Anche se restano da definire e da comprendere nel dettaglio, tutti gli aspetti che caratterizzano l’attacco, che parrebbe essere di matrice islamica, avvenuto poche ore fa a Liegi, da parte di un uomo che ha sparato numerosi colpi di ama da fuoco e che ha ucciso due poliziotte ed un passante prima di essere abbattuto all’arrivo sul posto di altro personale della polizia belga, anche ad una prima sommaria analisi appaiono evidenti alcuni aspetti che differenziano questa azione, da quelle alle quali siamo stati purtroppo abituati ad assistere da almeno 4 anni a questa parte. Intanto colpisce quella che sembrerebbe essere stata la successione degli eventi. Parrebbe infatti che l’omicida sia stato fermato per un controllo di routine e che durante tale attività assolutamente consueta e normalmente considerata relativamente sicura in termini di esposizione al rischio da parte del personale che la esegue, il probabile terrorista sia riuscito a disarmare uno degli agenti ed a aprire il fuoco uccidendoli entrambi e colpendo in maniera letale un passante.

Elementi dei contorni delle aree etichettate:
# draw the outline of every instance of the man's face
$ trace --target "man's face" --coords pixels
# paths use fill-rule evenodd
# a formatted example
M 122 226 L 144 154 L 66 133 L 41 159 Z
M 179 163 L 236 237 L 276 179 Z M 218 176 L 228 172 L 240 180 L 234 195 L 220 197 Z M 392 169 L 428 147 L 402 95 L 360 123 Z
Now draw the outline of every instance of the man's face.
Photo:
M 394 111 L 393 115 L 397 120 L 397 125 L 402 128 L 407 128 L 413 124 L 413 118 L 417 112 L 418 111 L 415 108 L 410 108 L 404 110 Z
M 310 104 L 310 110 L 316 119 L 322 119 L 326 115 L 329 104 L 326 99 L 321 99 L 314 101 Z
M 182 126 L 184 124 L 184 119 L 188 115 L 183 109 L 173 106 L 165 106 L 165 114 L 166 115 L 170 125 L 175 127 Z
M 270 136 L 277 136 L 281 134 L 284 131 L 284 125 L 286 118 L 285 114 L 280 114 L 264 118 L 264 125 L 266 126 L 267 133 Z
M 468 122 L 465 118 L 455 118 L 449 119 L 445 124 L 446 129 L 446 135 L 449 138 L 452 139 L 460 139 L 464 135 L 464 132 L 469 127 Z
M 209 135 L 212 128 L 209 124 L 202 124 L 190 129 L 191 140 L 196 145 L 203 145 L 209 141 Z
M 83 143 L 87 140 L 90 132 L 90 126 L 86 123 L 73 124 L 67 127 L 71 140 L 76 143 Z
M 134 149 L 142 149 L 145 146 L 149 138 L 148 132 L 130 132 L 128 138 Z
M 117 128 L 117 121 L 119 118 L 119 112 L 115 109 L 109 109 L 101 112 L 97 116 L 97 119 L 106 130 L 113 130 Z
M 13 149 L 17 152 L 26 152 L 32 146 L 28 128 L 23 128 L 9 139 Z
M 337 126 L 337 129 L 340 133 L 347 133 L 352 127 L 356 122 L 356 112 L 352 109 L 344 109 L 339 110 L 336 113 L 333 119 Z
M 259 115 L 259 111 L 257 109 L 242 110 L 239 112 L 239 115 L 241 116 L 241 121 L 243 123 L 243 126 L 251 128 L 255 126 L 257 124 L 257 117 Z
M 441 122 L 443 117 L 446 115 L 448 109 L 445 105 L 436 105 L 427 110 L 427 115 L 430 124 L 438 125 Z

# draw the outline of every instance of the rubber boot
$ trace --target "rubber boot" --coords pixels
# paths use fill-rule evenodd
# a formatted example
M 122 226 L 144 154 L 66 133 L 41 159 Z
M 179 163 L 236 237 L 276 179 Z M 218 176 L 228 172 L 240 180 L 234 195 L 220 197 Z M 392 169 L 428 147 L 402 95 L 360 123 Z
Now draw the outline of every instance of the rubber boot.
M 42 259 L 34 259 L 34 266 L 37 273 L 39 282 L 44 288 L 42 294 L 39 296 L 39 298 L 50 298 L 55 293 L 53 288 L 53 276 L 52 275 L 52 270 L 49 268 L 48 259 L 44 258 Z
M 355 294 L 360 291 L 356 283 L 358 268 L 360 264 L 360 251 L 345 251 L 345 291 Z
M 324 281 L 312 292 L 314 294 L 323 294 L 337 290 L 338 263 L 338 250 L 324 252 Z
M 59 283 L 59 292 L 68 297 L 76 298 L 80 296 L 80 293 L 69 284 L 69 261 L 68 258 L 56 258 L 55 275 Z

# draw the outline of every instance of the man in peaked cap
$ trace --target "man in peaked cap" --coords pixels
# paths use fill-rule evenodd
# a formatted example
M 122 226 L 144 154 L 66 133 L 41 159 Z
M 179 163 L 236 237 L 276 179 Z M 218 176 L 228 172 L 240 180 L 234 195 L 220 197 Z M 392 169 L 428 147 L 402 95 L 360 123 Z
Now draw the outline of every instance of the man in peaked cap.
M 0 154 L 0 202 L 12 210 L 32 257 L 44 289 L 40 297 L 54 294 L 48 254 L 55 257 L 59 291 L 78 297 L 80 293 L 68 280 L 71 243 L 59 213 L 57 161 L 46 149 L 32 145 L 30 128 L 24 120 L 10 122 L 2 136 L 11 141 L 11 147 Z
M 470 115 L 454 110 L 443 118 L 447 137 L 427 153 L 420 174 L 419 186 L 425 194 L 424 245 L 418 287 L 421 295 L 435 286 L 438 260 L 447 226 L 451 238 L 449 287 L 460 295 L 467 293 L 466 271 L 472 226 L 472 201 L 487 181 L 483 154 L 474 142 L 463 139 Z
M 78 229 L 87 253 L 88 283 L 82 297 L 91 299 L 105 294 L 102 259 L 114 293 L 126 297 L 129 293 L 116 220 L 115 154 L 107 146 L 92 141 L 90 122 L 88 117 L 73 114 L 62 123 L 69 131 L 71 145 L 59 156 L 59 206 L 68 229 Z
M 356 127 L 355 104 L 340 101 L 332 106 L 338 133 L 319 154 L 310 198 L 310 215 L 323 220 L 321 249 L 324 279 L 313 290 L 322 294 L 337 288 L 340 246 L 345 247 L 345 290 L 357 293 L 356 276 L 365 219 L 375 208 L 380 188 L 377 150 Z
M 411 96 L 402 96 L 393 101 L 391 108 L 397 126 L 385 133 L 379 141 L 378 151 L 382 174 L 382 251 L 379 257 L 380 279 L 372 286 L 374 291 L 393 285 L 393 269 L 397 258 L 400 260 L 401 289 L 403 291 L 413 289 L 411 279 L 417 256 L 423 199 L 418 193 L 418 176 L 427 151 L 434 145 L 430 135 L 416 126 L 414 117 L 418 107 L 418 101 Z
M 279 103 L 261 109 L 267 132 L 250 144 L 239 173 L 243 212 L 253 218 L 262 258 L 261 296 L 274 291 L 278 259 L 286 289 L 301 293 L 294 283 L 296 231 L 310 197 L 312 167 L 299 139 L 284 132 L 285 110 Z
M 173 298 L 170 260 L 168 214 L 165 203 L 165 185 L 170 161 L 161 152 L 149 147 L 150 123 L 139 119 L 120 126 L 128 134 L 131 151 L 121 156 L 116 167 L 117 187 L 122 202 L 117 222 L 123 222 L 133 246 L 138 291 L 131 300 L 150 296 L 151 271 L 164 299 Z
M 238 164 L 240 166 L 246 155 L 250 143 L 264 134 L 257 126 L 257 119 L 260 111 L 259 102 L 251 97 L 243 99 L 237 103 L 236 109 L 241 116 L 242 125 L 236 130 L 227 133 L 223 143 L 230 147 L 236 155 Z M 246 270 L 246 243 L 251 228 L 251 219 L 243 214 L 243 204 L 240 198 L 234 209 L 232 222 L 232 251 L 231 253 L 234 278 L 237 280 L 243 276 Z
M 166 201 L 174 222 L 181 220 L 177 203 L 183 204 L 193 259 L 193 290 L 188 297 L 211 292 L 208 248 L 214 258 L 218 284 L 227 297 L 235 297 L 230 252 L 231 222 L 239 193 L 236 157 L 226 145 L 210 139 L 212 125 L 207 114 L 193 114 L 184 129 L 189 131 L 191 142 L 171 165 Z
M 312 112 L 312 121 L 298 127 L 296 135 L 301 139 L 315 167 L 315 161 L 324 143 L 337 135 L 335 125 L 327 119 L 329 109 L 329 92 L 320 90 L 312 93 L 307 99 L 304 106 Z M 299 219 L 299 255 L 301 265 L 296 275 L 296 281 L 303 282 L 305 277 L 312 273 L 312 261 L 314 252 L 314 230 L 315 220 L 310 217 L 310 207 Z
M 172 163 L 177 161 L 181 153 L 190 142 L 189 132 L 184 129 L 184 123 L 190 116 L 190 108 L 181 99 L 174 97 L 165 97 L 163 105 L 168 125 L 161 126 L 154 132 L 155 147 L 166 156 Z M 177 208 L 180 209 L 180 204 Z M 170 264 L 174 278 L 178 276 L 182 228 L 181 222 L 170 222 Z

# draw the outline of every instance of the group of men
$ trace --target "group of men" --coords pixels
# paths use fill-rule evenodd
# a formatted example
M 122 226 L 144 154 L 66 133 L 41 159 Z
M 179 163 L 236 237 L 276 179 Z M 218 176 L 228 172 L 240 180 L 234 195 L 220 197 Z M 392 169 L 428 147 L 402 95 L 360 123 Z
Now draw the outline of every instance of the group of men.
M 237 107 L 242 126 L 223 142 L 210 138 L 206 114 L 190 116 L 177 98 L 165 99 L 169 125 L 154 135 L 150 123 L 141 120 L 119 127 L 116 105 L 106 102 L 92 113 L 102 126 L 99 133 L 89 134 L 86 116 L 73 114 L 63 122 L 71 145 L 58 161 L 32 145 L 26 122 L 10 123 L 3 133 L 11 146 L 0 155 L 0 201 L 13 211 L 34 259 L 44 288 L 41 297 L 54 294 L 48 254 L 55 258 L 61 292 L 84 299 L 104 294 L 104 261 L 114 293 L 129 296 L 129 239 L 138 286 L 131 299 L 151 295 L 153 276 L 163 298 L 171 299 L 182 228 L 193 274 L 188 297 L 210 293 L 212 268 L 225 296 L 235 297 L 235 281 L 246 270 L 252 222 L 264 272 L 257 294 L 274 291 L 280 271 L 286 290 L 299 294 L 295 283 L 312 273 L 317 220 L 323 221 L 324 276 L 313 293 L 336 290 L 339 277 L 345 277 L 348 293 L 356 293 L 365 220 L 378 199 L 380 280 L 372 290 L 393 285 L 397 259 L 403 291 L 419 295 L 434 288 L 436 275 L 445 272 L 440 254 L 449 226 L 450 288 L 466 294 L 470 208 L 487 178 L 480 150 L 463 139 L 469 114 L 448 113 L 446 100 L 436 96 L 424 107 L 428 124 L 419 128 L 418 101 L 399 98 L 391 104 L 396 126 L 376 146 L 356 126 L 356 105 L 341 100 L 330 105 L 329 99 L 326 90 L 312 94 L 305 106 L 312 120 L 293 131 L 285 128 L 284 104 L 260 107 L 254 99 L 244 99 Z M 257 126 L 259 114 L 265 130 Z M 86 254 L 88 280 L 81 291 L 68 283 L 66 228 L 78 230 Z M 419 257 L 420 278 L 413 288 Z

Consegna A
Per ciascuna affermazione indica se concorda con il testo sull'attacco di Liegi, rispondendo sì o no e citando le parole decisive del testo: (i) l'uomo ha ucciso due poliziotte e un passante; (ii) l'uomo è stato arrestato vivo dopo l'attacco; (iii) il controllo di routine è di solito considerato molto rischioso per chi lo esegue.
Consegna B
Continua il testo sull'attacco di Liegi a partire dall'ultima frase riportata.

Risposta A
(i) Sì: «ha ucciso due poliziotte ed un passante».
(ii) No: «prima di essere abbattuto all’arrivo sul posto di altro personale della polizia belga».
(iii) No: «normalmente considerata relativamente sicura in termini di esposizione al rischio da parte del personale che la esegue».

Risposta B
Sembrerebbe possibile quindi, se questa successione dei fatti fosse confermata, la non premeditazione, ovvero la mancanza di pianificazione e la scelta di far prendere agli eventi una piega tanto drammatica determinata da opzioni e situazioni generatesi sul momento, anziché sulla base di un progetto pianificato da tempo. Invero, quella di riuscire a disarmare un agente, o più in generale un operatore di sicurezza, è stata considerata da diversi “soldati del califfo” anche nel recente passato e persino nel nostro paese, come una opzione tattica percorribile, ma resta sempre una azione piuttosto complessa da portare a termine e sensibile di innumerevoli variabili così difficili da affrontare e risolvere, da rendere il più delle volte vano il tentativo.

Esisterebbero però testimonianze che porterebbero ad una possibile sequenza dei fatti sostanzialmente diversa e ben più preoccupante. Sembrerebbe infatti, anche se tale possibilità sarebbe ancora da accertare, che per la prima volta l’attentatore sarebbe ricorso ad una sorta di attacco “misto” ovvero all’utilizzo di armi da taglio con le quali avrebbe prima aggredito le due poliziotte alle spalle per avere la meglio ed effettuare il disarmo delle due malcapitate, utilizzando poi le armi sottratte per finalizzare l’azione, esplodendogli contro numerosi colpi. Se confermata questa successione dei fatti, ci troveremmo allora di fronte a qualcosa di pianificato e di estremamente pericoloso.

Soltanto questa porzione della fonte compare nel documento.